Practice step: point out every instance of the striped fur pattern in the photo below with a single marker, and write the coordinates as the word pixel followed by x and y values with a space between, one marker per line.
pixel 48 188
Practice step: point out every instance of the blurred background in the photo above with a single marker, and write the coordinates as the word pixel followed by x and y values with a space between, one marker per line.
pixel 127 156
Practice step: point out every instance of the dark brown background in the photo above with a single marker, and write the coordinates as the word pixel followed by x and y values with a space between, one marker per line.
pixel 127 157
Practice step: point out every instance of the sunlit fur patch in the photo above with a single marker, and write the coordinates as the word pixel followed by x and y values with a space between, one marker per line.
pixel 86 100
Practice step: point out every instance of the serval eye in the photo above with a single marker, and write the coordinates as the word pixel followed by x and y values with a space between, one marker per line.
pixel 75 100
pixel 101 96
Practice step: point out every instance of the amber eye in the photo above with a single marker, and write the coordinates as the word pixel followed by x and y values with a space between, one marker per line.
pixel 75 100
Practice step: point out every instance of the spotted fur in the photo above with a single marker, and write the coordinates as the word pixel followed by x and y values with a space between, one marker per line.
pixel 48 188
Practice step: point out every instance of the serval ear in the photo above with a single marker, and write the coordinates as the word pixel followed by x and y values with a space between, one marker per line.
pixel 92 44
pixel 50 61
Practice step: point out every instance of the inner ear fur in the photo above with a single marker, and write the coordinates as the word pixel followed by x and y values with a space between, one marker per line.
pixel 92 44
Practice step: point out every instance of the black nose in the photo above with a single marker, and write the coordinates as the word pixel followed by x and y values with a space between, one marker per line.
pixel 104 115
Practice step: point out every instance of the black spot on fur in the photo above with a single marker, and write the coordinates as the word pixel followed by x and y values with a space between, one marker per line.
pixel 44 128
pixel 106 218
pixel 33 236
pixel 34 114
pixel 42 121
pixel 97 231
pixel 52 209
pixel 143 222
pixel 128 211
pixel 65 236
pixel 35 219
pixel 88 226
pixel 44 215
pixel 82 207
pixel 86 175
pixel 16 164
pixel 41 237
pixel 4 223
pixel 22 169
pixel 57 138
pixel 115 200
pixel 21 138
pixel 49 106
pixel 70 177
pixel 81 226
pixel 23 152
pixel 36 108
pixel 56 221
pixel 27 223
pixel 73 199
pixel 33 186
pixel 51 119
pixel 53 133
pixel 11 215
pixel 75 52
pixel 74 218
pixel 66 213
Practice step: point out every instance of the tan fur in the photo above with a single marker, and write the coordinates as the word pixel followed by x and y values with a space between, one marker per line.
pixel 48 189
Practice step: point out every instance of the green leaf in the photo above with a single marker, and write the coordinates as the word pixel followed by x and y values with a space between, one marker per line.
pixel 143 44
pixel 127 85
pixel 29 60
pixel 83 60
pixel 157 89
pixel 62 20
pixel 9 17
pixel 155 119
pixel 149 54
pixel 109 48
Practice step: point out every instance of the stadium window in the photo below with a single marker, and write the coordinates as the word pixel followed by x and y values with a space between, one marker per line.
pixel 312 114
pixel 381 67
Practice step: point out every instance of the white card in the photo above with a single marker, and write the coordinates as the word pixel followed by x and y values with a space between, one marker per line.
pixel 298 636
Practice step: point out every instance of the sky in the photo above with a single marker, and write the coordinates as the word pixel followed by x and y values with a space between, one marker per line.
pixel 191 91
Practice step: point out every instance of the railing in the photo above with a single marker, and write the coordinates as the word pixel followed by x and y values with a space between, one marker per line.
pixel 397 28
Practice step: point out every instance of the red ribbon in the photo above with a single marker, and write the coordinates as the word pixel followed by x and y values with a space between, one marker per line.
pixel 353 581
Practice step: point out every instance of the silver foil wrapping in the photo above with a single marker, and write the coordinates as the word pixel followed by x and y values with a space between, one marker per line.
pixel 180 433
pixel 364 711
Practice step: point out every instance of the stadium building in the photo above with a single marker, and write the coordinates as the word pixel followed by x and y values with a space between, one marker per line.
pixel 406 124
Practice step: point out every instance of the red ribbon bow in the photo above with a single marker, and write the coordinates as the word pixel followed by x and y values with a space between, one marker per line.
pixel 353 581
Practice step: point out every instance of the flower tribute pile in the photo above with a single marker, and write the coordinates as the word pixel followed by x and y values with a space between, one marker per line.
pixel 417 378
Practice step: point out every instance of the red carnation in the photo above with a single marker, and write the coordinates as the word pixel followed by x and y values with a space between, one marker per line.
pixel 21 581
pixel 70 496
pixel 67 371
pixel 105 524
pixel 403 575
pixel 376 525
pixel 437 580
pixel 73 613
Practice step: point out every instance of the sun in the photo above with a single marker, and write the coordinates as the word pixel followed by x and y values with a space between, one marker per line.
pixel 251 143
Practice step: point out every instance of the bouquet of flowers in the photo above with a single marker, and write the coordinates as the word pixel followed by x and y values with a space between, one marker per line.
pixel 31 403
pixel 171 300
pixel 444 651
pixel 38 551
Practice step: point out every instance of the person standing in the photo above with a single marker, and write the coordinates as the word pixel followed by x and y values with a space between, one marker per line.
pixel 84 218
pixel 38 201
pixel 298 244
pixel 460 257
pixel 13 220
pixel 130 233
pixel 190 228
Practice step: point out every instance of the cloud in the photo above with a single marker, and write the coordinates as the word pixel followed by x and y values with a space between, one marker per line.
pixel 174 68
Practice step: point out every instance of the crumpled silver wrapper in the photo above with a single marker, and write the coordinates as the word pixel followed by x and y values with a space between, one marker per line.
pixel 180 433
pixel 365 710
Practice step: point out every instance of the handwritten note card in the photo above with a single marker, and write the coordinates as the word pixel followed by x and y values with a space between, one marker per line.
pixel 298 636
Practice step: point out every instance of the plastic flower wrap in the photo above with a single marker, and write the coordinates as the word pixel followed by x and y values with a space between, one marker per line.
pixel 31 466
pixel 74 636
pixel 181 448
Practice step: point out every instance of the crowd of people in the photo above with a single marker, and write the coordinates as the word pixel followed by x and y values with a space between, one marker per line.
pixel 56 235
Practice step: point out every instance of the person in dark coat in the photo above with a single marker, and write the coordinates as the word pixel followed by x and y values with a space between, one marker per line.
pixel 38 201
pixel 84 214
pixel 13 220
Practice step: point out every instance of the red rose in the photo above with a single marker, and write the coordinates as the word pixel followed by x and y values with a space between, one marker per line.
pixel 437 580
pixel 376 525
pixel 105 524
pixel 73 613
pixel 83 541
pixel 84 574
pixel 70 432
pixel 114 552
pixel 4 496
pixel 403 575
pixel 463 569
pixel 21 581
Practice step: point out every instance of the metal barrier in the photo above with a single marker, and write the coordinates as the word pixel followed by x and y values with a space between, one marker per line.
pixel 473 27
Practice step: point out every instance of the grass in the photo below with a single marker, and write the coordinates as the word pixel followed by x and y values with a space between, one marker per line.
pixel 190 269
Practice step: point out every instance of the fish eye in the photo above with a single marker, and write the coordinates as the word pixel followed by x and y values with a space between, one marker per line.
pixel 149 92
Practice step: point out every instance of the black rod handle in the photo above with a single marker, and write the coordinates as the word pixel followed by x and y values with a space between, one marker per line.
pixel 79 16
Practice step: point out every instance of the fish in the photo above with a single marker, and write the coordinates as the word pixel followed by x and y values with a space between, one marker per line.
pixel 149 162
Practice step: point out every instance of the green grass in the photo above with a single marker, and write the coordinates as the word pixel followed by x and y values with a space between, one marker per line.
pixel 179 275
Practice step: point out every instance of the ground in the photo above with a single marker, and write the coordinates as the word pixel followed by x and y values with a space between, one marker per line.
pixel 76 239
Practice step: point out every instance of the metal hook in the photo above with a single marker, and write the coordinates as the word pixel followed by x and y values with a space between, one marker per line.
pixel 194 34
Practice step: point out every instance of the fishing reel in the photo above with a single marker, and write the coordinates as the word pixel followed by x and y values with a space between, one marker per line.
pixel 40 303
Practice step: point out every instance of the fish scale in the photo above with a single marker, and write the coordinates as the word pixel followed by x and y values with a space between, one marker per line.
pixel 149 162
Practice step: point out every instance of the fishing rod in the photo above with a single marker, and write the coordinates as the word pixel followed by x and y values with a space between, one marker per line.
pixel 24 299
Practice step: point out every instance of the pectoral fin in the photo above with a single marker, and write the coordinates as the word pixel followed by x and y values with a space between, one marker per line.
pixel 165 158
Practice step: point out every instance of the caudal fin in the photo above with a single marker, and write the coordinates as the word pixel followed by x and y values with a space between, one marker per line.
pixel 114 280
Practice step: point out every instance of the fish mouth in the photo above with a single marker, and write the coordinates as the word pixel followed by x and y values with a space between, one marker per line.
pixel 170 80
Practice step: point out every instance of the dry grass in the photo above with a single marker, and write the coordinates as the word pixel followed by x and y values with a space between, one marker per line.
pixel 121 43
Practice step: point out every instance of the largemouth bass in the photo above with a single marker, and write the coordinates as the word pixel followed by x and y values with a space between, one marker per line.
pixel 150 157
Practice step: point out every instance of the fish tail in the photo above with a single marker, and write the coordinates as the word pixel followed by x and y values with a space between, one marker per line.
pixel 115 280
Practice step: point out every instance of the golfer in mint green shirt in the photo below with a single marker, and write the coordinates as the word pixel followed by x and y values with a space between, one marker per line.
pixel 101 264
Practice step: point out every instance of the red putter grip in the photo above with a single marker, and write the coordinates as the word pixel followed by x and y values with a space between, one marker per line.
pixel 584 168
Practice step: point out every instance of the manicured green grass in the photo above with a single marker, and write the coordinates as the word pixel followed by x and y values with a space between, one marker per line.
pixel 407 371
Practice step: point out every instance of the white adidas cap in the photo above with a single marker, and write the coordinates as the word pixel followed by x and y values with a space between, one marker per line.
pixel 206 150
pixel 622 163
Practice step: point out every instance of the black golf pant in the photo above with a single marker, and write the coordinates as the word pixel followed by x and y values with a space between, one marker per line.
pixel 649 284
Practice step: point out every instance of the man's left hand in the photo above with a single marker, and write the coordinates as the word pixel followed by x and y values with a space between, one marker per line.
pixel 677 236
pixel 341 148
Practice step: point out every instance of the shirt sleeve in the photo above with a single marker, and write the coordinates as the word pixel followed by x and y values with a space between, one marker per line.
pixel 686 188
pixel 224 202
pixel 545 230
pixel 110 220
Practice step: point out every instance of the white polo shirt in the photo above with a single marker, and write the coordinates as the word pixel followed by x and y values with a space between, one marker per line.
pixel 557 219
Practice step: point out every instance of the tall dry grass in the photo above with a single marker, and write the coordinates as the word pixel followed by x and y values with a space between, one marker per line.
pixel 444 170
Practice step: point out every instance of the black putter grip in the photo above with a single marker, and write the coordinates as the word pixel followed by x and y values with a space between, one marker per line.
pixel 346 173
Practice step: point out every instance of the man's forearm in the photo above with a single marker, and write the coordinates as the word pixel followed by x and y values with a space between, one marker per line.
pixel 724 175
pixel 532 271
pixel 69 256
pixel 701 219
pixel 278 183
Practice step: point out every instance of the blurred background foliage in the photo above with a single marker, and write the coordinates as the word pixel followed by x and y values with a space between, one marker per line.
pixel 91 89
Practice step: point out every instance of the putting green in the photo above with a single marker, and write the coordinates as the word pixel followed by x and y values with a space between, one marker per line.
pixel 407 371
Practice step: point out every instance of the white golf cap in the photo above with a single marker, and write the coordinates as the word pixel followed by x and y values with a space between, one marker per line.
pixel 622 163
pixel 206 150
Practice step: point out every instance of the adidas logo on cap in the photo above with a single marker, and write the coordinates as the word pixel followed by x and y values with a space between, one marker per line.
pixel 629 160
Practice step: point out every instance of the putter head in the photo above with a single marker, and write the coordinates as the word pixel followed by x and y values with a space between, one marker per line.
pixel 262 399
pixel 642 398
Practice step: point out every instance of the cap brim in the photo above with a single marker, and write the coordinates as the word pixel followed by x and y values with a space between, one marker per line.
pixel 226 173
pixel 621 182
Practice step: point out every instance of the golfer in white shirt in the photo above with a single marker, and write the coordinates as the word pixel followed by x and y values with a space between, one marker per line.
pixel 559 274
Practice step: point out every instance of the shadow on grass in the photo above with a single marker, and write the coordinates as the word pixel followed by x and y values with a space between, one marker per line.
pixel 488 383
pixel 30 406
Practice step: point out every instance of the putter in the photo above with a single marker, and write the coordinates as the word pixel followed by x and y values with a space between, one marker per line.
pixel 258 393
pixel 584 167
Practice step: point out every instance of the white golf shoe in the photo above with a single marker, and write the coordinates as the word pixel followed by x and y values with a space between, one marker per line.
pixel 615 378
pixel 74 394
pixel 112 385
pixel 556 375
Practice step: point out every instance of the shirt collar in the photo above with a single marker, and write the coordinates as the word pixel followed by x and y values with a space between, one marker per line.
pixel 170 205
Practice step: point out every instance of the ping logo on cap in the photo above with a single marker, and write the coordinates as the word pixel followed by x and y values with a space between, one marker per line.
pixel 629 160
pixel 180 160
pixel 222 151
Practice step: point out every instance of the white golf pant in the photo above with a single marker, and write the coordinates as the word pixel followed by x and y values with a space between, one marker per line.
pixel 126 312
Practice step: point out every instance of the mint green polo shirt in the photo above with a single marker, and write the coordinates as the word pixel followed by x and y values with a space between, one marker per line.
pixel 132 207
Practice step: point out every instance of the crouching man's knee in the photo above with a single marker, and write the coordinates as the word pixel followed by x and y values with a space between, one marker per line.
---------------
To do:
Turn the lines of the listing between the line containing "Practice step: point out every instance of the fish eye" and the line containing "pixel 24 299", both ends included, into a numbered list, leaving out any blank lines.

Response below:
1. Practice step: point out every instance of the fish eye in the photo above with a single marker, and write the coordinates as the word pixel followed by x and y values with a space between, one marker per line.
2. pixel 149 92
3. Practice step: point out every instance of the black rod handle in the photo above with a single marker, and write the coordinates as the word pixel followed by x and y values with a space between, one marker per line.
4. pixel 79 16
5. Practice step: point out every instance of the fish in the photo above with a single marker, and write the coordinates as the word pixel followed by x and y values with a space between, one marker per line.
6. pixel 149 162
7. Practice step: point out every instance of the green grass in the photo above with a single marker, and write the coordinates as the word pixel followed by x and y values with a space between, one marker per line.
8. pixel 179 275
9. Practice step: point out every instance of the ground in the photo above with a single marker, and write the coordinates as the word pixel followed by x and y values with a space between, one marker per line.
10. pixel 76 239
11. Practice step: point out every instance of the metal hook in the photo above with a single marker, and write the coordinates as the word pixel followed by x and y values with a space between, one marker per line.
12. pixel 194 34
13. Practice step: point out every instance of the fishing reel in the photo above with a single marker, and write the coordinates as the word pixel followed by x and y values with a space between, one marker per line.
14. pixel 40 303
15. Practice step: point out every instance of the fish scale in the photo above with a single marker, and write the coordinates as the word pixel followed by x and y values with a space between, one marker per line.
16. pixel 149 162
17. Practice step: point out every instance of the fishing rod in the photo above with a single marker, and write the coordinates as the word pixel followed by x and y values with a space between, one marker per line.
18. pixel 24 299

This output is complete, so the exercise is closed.